[Point annotations for photos]
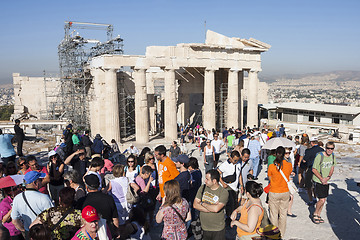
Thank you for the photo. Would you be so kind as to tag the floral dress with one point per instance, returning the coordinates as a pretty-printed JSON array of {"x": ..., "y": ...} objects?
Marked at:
[
  {"x": 67, "y": 228},
  {"x": 174, "y": 227}
]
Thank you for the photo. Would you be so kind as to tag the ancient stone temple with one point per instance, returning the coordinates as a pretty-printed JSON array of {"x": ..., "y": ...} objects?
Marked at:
[{"x": 213, "y": 78}]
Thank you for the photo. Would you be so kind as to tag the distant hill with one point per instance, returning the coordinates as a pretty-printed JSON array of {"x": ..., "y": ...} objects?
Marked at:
[
  {"x": 337, "y": 76},
  {"x": 6, "y": 86}
]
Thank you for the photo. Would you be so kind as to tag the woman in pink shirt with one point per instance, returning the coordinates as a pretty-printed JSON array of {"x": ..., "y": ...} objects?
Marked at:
[{"x": 5, "y": 211}]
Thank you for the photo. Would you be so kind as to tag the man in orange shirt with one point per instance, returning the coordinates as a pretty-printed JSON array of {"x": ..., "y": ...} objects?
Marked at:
[{"x": 166, "y": 169}]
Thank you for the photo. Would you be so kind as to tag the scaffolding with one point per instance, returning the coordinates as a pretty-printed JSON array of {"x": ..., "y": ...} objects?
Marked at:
[
  {"x": 127, "y": 110},
  {"x": 222, "y": 106},
  {"x": 75, "y": 53}
]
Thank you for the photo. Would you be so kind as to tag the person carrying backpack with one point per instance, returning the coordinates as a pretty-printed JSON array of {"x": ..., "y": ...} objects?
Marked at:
[{"x": 323, "y": 169}]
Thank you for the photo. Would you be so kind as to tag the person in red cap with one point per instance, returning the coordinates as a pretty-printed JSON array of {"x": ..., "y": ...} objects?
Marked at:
[{"x": 93, "y": 226}]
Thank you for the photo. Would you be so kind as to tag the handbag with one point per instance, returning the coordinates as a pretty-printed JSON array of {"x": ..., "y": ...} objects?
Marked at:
[
  {"x": 132, "y": 197},
  {"x": 196, "y": 224},
  {"x": 230, "y": 178},
  {"x": 267, "y": 188},
  {"x": 291, "y": 185},
  {"x": 146, "y": 201}
]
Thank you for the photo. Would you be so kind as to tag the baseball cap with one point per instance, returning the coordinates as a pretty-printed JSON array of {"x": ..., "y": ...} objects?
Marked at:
[
  {"x": 89, "y": 213},
  {"x": 92, "y": 180},
  {"x": 181, "y": 158},
  {"x": 269, "y": 231},
  {"x": 52, "y": 153},
  {"x": 32, "y": 176},
  {"x": 313, "y": 139}
]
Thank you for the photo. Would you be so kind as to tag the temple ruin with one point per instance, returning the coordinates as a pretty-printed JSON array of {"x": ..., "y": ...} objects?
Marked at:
[{"x": 214, "y": 83}]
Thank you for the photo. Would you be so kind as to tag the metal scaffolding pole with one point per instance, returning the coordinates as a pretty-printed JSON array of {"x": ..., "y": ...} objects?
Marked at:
[{"x": 75, "y": 52}]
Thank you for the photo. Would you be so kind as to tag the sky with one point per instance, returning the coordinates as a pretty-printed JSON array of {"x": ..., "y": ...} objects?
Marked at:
[{"x": 306, "y": 36}]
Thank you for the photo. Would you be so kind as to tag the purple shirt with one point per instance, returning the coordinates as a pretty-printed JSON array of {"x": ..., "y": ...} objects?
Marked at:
[{"x": 5, "y": 207}]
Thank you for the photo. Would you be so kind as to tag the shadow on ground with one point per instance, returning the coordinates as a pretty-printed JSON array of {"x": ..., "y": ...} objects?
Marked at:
[{"x": 343, "y": 212}]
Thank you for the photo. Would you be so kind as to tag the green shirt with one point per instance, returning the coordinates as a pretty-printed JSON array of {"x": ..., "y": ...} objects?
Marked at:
[
  {"x": 213, "y": 221},
  {"x": 75, "y": 139},
  {"x": 230, "y": 139},
  {"x": 325, "y": 167}
]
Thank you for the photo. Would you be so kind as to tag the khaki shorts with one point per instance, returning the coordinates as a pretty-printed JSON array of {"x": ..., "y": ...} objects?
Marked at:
[{"x": 242, "y": 195}]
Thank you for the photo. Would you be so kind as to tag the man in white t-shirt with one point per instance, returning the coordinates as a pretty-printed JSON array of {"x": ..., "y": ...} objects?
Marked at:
[
  {"x": 217, "y": 144},
  {"x": 29, "y": 204},
  {"x": 230, "y": 174}
]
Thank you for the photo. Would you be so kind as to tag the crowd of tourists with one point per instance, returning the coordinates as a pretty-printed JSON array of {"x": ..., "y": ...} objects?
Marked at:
[{"x": 88, "y": 189}]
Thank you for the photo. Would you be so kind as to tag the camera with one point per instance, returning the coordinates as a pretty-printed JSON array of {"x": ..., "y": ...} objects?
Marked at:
[{"x": 250, "y": 177}]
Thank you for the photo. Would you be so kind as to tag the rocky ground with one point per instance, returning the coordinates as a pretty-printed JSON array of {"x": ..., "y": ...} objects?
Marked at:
[{"x": 341, "y": 212}]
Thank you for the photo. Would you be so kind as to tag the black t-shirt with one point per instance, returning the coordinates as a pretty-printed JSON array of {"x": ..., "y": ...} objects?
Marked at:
[
  {"x": 184, "y": 181},
  {"x": 103, "y": 203},
  {"x": 79, "y": 166},
  {"x": 310, "y": 155},
  {"x": 174, "y": 151},
  {"x": 195, "y": 184}
]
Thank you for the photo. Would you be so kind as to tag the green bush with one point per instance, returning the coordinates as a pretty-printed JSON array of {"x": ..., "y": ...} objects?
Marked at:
[{"x": 5, "y": 112}]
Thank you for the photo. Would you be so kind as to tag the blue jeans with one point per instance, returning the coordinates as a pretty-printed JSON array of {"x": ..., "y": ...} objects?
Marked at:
[
  {"x": 210, "y": 163},
  {"x": 255, "y": 162}
]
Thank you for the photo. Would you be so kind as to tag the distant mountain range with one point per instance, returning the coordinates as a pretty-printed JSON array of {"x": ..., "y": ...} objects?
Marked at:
[
  {"x": 338, "y": 76},
  {"x": 7, "y": 86}
]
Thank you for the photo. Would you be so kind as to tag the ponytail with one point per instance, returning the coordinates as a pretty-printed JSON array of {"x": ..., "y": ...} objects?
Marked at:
[{"x": 280, "y": 153}]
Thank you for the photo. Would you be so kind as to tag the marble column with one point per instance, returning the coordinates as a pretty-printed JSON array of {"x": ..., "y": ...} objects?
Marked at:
[
  {"x": 170, "y": 105},
  {"x": 209, "y": 114},
  {"x": 241, "y": 98},
  {"x": 252, "y": 96},
  {"x": 151, "y": 101},
  {"x": 233, "y": 113},
  {"x": 141, "y": 106},
  {"x": 112, "y": 130}
]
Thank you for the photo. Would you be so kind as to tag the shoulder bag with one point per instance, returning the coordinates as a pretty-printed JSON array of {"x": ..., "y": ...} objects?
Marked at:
[
  {"x": 27, "y": 203},
  {"x": 132, "y": 197},
  {"x": 291, "y": 185},
  {"x": 230, "y": 178},
  {"x": 196, "y": 224}
]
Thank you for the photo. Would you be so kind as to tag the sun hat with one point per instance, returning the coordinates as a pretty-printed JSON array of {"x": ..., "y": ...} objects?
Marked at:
[
  {"x": 52, "y": 153},
  {"x": 89, "y": 213},
  {"x": 92, "y": 180},
  {"x": 32, "y": 176}
]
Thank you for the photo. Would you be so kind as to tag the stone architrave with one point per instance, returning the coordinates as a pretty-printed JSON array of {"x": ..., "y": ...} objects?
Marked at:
[
  {"x": 170, "y": 105},
  {"x": 252, "y": 108},
  {"x": 209, "y": 113},
  {"x": 111, "y": 106},
  {"x": 141, "y": 106},
  {"x": 233, "y": 113}
]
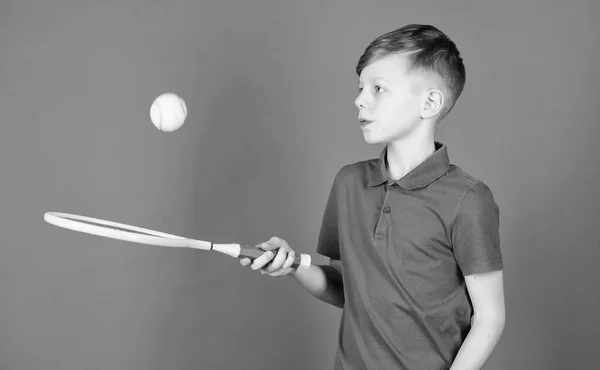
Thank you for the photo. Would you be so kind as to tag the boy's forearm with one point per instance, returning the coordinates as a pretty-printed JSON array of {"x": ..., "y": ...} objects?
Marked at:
[
  {"x": 323, "y": 282},
  {"x": 479, "y": 344}
]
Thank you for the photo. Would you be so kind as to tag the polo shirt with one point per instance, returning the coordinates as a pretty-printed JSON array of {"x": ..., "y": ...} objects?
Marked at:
[{"x": 405, "y": 247}]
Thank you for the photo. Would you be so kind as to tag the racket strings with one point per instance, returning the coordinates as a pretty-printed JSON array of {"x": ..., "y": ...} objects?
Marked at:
[{"x": 117, "y": 228}]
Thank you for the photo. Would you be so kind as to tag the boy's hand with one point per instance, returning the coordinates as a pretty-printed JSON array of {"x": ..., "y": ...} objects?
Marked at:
[{"x": 276, "y": 260}]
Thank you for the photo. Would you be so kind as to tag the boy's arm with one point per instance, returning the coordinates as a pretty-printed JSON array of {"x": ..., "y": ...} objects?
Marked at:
[
  {"x": 323, "y": 281},
  {"x": 487, "y": 294}
]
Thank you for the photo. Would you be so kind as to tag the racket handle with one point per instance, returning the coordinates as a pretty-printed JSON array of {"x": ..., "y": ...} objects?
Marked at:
[{"x": 301, "y": 260}]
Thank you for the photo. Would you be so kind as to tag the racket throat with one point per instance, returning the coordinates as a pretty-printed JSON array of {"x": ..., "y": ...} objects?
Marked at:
[{"x": 232, "y": 250}]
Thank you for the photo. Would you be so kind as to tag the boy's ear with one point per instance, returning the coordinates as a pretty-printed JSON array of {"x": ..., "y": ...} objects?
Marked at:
[{"x": 432, "y": 103}]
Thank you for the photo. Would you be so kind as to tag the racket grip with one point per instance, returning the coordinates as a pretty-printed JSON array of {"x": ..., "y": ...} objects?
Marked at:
[{"x": 301, "y": 260}]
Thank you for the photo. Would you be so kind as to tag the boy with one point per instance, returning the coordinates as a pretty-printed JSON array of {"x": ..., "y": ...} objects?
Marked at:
[{"x": 413, "y": 241}]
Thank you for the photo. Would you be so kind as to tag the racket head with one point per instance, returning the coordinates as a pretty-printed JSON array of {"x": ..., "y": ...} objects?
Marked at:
[{"x": 120, "y": 231}]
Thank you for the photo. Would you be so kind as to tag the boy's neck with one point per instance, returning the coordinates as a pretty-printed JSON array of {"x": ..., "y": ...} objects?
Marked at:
[{"x": 404, "y": 156}]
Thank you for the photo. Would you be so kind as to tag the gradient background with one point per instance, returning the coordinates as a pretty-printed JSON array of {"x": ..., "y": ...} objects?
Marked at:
[{"x": 270, "y": 87}]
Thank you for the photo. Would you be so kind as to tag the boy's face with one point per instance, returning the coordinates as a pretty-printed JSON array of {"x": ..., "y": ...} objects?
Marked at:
[{"x": 389, "y": 100}]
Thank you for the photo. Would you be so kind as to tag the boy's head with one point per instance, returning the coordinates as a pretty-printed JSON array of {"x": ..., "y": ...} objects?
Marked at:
[{"x": 405, "y": 76}]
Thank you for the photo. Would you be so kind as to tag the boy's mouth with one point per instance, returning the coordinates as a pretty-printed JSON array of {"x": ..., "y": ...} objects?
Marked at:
[{"x": 364, "y": 121}]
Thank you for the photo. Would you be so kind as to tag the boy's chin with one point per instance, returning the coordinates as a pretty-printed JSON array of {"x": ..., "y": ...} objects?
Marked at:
[{"x": 373, "y": 140}]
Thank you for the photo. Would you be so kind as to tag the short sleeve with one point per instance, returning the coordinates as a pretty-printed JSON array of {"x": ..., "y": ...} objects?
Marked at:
[
  {"x": 475, "y": 233},
  {"x": 328, "y": 243}
]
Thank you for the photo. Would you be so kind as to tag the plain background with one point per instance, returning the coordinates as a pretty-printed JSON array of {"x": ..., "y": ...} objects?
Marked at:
[{"x": 270, "y": 87}]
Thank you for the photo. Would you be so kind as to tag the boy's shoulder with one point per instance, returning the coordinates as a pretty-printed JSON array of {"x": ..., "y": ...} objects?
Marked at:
[{"x": 455, "y": 177}]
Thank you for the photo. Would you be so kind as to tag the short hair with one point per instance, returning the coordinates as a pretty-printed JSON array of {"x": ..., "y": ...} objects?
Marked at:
[{"x": 428, "y": 49}]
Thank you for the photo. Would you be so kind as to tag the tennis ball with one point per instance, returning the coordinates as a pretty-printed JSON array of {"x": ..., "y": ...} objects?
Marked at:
[{"x": 168, "y": 112}]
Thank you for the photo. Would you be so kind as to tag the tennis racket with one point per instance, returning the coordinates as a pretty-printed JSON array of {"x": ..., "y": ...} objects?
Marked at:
[{"x": 134, "y": 234}]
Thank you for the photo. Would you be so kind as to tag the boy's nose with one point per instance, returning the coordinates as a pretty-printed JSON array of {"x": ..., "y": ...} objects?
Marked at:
[{"x": 360, "y": 102}]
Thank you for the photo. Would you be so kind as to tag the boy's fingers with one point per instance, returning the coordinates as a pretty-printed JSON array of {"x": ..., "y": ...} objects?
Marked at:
[
  {"x": 289, "y": 260},
  {"x": 262, "y": 260},
  {"x": 278, "y": 260}
]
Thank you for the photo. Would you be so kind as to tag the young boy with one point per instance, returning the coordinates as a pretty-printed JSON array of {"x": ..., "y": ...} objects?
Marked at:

### Goal:
Transcribe exactly, and only, the lines from the one bearing "the tennis ball" through the last line of the entries, counting both.

### Response to this exercise:
Thank you for the photo. Would you be so kind as to tag the tennis ball with one point per instance, returning the coordinates as a pretty-printed JSON array of {"x": ..., "y": ...} objects?
Marked at:
[{"x": 168, "y": 112}]
Thank you for the photo. Would you be so kind as to tag the tennis racket with one point per instance, returning the coordinates as a pretty-printed JSON array of {"x": ..., "y": ...} objects?
Marked at:
[{"x": 134, "y": 234}]
Thank you for the photo. Would you be so kind as to tag the boy's nose with one point per instance, returning the coordinates as a pretty-printed JSON array of {"x": ..., "y": ...} objects?
Marked at:
[{"x": 360, "y": 102}]
Thank you for the photo. Would you be so kind as to tag the boy's fingers with one point per instance, returning the coordinates as a pretty-printed JSON array of {"x": ..., "y": ...} objects?
Marked at:
[
  {"x": 289, "y": 260},
  {"x": 262, "y": 260},
  {"x": 278, "y": 260}
]
Thank you for the photo. Would you be so kind as to tag the young boy with one point per instance, returning the coordinates as a pretty-printed JSON array of {"x": ..., "y": ...} objects?
Marked at:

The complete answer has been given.